A cotação do cacau disparou nos últimos dois anos, saindo da casa dos US$ 2 mil a tonelada para atingir picos superiores a US$ 12 mil em 2024, uma alta de quase 500% e mais volátil que a do bitcoin. E a elevação do insumo tem sobrecarregado preços aos consumidores para a compra de chocolates e sorvetes, de acordo com a Federação das Indústrias do Estado de Minas Gerais (Fiemg).
O cenário, conforme a entidade, impõe um dilema às empresas em repassar totalmente o aumento ao consumidor e arriscar a queda nas vendas, ou segurar preços e comprometer as margens.
“É um momento histórico no mercado do cacau e, consequentemente, do chocolate. A principal causa é a escassez da oferta na região que responde por mais de 70% da produção mundial — o oeste africano, especialmente Gana e Costa do Marfim”, afirma Matheus Pedrosa, CEO da Fralía Cacau Brasil e presidente do Conselho de Tecnologia e Inovação da FIEMG. “São lavouras antigas, afetadas por doenças e mudanças climáticas severas. O problema era previsível, mas ignorado por muito tempo. Agora, a realidade chegou até nós.”
Aline Palmiro, sócia fundadora da Java Chocolates, afirmou que a alta do cacau encarece a produção, mas a elasticidade de preço não tem permitido repassar integralmente o aumento ao consumidor. “Enxugamos margens, ajustamos o portfólio e criamos alternativas, como chocolates com menor teor de cacau e embalagens menores para a Páscoa. É um desafio que exige austeridade e criatividade”, observou.
Na prática, de acordo com a Fiemg, a instabilidade no mercado resulta em menos variedade, chocolates mais recheados e menor gramatura para manter a experiência do consumidor sem pesar o bolso. “Perdemos produtores de cacau fino que preferiram vender como commodity. É mais fácil e, neste cenário, mais vantajoso. E quando o elo mais frágil da cadeia — o produtor — quebra, todo o setor sofre junto”, afirma Palmiro.

# # # # #

Edite o trecho do texto sobre a alta do cacau que começa em "O cenário, conforme" e termina em "comprometer as margens.", trocando "dilema" por "impasse", e apresente o trecho resultante.

(Dados de indicação de regiões)
# # # # #

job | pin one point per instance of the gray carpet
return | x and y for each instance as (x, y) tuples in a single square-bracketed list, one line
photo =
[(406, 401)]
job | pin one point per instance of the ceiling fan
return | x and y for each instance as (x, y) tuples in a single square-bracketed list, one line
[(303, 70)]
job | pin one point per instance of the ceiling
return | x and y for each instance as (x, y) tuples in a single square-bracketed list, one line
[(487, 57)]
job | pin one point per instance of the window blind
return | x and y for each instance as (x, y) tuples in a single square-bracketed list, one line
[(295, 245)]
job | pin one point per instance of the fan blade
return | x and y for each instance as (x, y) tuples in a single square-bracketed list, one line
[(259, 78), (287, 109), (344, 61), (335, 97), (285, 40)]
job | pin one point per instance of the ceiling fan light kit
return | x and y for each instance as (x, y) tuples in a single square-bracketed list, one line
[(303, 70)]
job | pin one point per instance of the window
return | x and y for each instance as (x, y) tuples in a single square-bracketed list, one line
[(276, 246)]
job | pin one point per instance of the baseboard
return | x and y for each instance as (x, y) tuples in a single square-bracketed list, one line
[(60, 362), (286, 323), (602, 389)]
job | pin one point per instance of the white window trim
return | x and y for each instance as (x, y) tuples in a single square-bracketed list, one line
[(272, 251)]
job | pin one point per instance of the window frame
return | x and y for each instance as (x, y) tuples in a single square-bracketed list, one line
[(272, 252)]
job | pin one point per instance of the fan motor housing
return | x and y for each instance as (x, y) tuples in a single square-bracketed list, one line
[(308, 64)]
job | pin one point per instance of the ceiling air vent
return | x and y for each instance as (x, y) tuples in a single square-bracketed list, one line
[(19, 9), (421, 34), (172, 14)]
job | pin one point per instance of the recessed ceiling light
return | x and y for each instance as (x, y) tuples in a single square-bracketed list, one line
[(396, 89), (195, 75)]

# # # # #

## Resultado do exercício
O cenário, conforme a entidade, impõe um impasse às empresas em repassar totalmente o aumento ao consumidor e arriscar a queda nas vendas, ou segurar preços e comprometer as margens.